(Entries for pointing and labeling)
□ □ □ □ □ □ □

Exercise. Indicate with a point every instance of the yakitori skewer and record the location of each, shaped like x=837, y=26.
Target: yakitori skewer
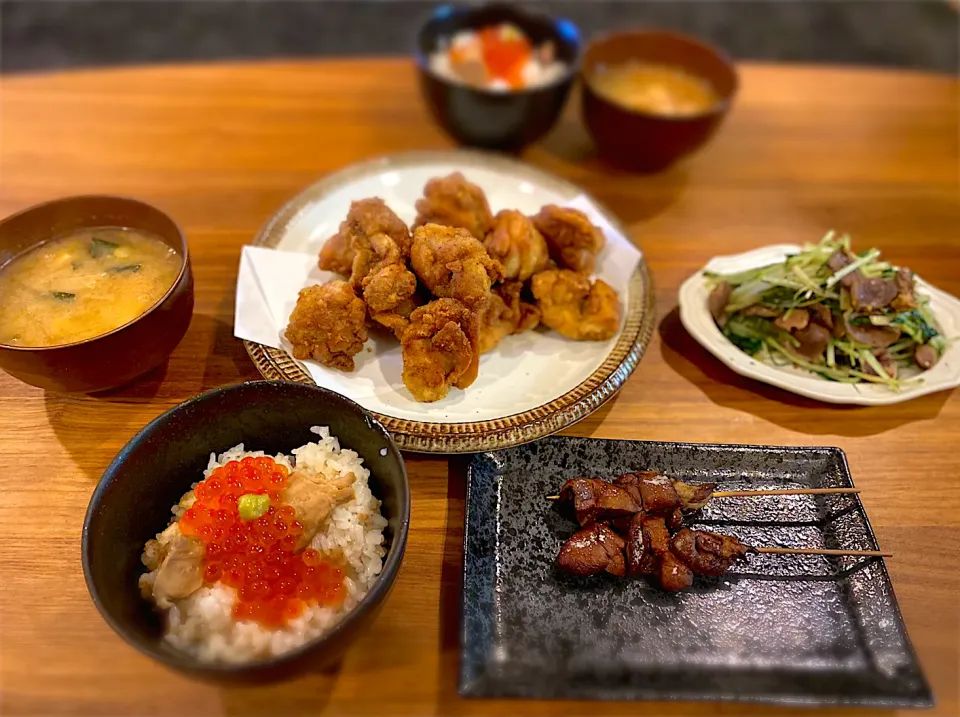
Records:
x=646, y=548
x=595, y=499
x=823, y=551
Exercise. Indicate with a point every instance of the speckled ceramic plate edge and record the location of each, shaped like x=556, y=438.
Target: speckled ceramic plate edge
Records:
x=468, y=686
x=513, y=430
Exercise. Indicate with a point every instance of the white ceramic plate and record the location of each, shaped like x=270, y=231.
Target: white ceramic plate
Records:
x=532, y=384
x=697, y=319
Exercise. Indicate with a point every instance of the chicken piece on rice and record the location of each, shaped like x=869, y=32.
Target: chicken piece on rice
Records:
x=328, y=325
x=440, y=349
x=517, y=245
x=452, y=201
x=576, y=308
x=365, y=218
x=574, y=242
x=453, y=264
x=505, y=313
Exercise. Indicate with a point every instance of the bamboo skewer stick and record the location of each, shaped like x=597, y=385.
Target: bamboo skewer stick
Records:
x=784, y=491
x=823, y=551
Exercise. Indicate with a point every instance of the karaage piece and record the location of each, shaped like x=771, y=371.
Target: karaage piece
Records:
x=452, y=201
x=573, y=240
x=440, y=349
x=336, y=255
x=572, y=306
x=366, y=218
x=328, y=325
x=518, y=245
x=370, y=255
x=453, y=264
x=390, y=294
x=505, y=313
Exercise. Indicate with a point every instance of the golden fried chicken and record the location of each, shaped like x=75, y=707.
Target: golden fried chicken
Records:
x=452, y=263
x=440, y=349
x=390, y=294
x=517, y=244
x=573, y=240
x=570, y=305
x=452, y=201
x=328, y=325
x=366, y=218
x=336, y=255
x=370, y=255
x=505, y=313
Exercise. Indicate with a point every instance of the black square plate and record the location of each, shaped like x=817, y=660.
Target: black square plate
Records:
x=784, y=629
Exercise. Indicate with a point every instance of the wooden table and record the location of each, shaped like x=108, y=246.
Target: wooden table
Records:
x=221, y=147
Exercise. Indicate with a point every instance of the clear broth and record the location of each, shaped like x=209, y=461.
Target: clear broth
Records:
x=655, y=89
x=83, y=284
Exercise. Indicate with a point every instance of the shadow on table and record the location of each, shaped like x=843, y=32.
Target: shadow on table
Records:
x=682, y=353
x=227, y=360
x=632, y=197
x=90, y=426
x=451, y=588
x=307, y=695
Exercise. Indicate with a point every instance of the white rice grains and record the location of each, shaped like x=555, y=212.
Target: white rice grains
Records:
x=203, y=625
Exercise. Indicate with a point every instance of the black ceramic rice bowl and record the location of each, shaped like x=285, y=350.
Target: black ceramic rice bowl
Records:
x=132, y=502
x=490, y=119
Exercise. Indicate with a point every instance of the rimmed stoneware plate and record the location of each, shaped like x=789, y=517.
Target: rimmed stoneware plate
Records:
x=532, y=384
x=697, y=320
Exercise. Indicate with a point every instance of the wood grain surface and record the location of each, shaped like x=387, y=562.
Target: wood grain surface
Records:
x=221, y=147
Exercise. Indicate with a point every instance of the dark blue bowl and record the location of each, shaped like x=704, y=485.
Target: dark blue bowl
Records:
x=491, y=119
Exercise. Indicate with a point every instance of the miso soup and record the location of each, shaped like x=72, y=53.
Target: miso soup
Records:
x=653, y=88
x=83, y=284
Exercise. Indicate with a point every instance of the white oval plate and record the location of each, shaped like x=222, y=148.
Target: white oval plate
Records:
x=532, y=384
x=696, y=318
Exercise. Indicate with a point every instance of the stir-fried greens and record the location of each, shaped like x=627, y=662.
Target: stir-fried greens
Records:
x=847, y=317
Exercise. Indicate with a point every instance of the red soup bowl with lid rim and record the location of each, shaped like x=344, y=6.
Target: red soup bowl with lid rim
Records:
x=644, y=141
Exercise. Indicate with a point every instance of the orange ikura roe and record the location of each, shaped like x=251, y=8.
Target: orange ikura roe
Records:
x=505, y=53
x=274, y=584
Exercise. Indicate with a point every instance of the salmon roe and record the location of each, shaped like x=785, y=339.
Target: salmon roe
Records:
x=505, y=53
x=274, y=584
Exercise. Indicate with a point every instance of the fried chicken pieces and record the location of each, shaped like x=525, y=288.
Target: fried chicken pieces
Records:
x=365, y=218
x=454, y=288
x=440, y=349
x=505, y=313
x=452, y=201
x=328, y=325
x=453, y=264
x=573, y=306
x=517, y=245
x=573, y=240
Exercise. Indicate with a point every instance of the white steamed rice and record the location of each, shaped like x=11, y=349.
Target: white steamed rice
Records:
x=203, y=625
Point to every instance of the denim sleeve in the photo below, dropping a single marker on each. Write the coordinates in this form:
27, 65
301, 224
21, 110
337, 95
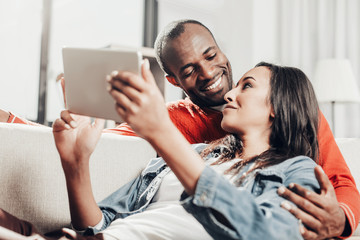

□ □ □ □ □ □ □

WHAT IS ASKED:
Count the lines of the listing above that contain the string "soup". Give only that count.

WORKED SOLUTION:
4